** Work order 1 **
Answer these questions from the research statement below, writing each answer on its own line with the same letter:
(a) Which two fields has the Digitising Scotland project automatically classified so far?
(b) Which body funded the Administrative Data Research Centre - Scotland?
(c) At which institution is Alasdair Gray?

** Extract provided **
I am interested in distributed systems in general, and distributed storage, peer-to-peer systems and middleware in particular.
I am involved in the ESRC-funded Digitising Scotland project, which aims to construct a linked genealogy of Scottish historical records, with Chris Dibben, Lee Williamson, Zhiqiang Feng and Zengyi Huang at Edinburgh, and Alan Dearle, Özgür Akgün and Tom Dalton in Computer Science at St Andrews. So far we have focused on automatic classification of certain fields within the records (cause of death and occupation); now we are starting to experiment with various probabilistic linkage approaches. This work also includes Eilidh Garrett and Alice Reid at Cambridge, and Peter Christen at ANU.
I previously led a work package on linkage methodology within the ESRC-funded Administrative Data Research Centre - Scotland (funding), with Alan Dearle, Özgür Akgün, Peter Christen and Alasdair Gray at Heriot-Watt.

** Exercise inputs **
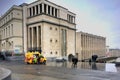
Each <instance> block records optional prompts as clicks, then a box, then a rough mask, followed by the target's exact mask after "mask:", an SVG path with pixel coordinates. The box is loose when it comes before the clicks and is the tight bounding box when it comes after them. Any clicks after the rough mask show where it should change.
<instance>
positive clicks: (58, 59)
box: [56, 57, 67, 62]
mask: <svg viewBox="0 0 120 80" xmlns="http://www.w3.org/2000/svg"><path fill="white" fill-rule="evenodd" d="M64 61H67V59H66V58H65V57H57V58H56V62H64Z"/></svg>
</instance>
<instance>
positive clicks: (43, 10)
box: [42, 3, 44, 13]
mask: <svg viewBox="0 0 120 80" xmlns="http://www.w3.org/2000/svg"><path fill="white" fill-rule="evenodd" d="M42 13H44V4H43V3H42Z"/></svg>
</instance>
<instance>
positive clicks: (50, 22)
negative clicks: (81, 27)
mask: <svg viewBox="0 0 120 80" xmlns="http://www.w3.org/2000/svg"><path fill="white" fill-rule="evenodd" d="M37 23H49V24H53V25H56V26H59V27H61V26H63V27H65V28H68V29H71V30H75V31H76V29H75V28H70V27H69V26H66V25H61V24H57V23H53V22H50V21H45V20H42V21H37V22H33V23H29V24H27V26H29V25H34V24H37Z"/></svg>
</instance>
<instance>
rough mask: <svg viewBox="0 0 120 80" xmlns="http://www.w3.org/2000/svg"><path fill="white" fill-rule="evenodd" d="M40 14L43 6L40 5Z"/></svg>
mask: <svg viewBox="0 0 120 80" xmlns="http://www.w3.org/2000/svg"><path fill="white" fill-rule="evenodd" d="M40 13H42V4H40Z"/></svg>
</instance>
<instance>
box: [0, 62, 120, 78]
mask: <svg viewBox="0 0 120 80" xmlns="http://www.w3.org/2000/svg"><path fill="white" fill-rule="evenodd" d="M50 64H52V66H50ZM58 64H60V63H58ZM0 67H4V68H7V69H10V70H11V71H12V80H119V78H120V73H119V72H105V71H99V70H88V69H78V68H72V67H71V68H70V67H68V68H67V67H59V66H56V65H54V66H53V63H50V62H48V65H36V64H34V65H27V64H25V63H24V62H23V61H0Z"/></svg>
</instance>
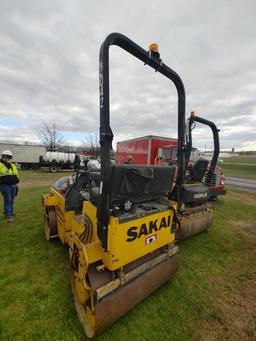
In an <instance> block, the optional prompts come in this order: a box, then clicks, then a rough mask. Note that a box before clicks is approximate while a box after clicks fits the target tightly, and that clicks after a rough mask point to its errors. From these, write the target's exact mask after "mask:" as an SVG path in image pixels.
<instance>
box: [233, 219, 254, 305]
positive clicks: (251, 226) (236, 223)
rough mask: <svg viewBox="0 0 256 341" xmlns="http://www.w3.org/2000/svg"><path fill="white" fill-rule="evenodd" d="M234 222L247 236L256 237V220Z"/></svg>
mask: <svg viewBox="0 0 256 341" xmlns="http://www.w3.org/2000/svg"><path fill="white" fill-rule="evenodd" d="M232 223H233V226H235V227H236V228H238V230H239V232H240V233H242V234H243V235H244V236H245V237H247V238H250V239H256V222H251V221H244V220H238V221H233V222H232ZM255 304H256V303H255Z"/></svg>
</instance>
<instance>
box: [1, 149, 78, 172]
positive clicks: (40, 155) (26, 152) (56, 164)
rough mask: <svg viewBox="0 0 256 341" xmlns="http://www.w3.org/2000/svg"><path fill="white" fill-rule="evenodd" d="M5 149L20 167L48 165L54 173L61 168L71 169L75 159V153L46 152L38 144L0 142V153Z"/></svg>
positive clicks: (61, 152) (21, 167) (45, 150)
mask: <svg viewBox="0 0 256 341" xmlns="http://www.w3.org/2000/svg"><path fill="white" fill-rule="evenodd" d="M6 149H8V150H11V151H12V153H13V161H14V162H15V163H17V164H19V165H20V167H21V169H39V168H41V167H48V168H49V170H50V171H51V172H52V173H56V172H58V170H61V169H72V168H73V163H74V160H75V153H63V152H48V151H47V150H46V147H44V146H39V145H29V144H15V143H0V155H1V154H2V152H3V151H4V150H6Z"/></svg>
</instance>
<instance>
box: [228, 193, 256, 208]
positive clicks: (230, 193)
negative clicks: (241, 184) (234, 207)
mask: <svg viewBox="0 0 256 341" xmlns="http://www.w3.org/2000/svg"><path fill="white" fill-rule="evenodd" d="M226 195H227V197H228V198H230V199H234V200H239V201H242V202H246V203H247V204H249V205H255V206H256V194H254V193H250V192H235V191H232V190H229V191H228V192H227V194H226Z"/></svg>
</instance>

** Work order 2 **
Pick out every line of the records above that contains the string "exact".

** Task output 1 **
(a) Cause of death and occupation
(b) The ESRC
(c) Heriot-Watt

** Task output 2 **
Each <instance> block records optional prompts as clicks, then a box, then a rough mask, followed by the target's exact mask after "mask:", an SVG path with pixel coordinates. The box is loose when it comes before the clicks and is the tight bounding box when it comes after them. Any clicks after the rough mask show where it should change.
In an <instance> block, the optional prompts come in this order: a box, then clicks, then a rough mask. Note that a box before clicks is approximate while a box after clicks fits the target tightly, and that clicks after a rough mask point to its errors. From these, write the target's exact mask after "mask:" as an SVG path in image pixels.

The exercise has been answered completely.